Across the listing below, count the lines containing "wall". Give nothing but the number.
Supplied information below:
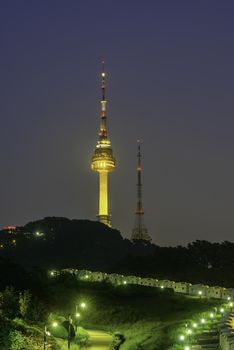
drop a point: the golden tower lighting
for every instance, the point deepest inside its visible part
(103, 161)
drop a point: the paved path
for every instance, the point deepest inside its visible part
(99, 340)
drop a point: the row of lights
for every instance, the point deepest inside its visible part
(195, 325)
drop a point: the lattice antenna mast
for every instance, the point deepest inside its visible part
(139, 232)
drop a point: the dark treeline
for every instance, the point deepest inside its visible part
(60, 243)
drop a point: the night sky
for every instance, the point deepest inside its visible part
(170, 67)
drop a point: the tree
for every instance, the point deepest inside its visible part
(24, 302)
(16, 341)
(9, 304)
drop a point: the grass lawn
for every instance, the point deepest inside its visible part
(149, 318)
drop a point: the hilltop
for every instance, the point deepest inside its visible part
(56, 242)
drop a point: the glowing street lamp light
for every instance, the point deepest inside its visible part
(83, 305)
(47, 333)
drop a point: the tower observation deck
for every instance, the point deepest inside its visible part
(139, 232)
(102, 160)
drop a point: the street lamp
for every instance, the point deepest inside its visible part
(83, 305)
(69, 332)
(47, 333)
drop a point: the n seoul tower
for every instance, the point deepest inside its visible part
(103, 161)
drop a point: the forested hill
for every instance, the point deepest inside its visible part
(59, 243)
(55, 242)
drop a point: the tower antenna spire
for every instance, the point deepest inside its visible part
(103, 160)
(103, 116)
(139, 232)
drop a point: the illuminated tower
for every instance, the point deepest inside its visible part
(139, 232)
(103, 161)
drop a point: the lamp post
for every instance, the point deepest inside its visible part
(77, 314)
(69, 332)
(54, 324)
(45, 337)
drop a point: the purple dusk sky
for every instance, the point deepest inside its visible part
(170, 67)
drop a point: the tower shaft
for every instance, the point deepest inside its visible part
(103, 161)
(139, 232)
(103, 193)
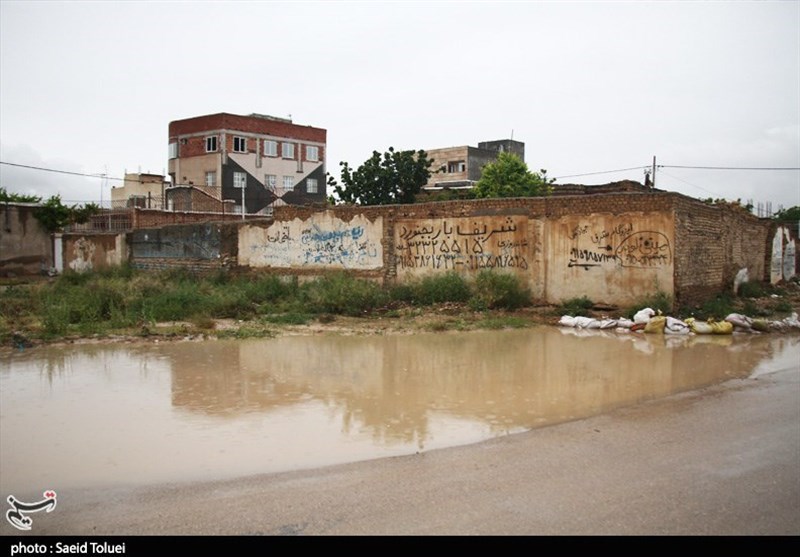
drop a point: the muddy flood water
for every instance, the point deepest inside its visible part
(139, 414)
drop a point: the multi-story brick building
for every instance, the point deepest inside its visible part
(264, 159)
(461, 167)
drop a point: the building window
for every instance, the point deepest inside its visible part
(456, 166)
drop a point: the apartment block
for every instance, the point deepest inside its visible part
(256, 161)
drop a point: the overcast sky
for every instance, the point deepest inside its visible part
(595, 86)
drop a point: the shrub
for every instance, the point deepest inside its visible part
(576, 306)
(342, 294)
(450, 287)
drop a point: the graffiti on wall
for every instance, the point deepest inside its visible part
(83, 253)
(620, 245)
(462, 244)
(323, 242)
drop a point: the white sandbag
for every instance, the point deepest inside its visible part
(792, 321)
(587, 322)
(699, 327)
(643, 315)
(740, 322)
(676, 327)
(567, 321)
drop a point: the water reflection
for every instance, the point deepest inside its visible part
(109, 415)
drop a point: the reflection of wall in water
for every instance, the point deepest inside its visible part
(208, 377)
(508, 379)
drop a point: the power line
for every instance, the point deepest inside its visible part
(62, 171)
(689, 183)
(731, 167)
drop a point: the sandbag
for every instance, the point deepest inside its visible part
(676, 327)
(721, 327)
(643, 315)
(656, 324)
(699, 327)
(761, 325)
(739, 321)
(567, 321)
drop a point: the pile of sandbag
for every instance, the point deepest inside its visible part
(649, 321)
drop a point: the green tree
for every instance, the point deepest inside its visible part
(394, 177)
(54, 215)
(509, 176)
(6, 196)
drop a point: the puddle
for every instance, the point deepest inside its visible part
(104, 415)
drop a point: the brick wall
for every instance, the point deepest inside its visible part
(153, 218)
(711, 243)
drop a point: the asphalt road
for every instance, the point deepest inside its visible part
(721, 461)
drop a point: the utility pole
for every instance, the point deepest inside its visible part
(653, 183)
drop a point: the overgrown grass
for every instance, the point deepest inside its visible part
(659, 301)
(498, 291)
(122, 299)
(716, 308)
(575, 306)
End of Supplied information.
> [Response to this task]
3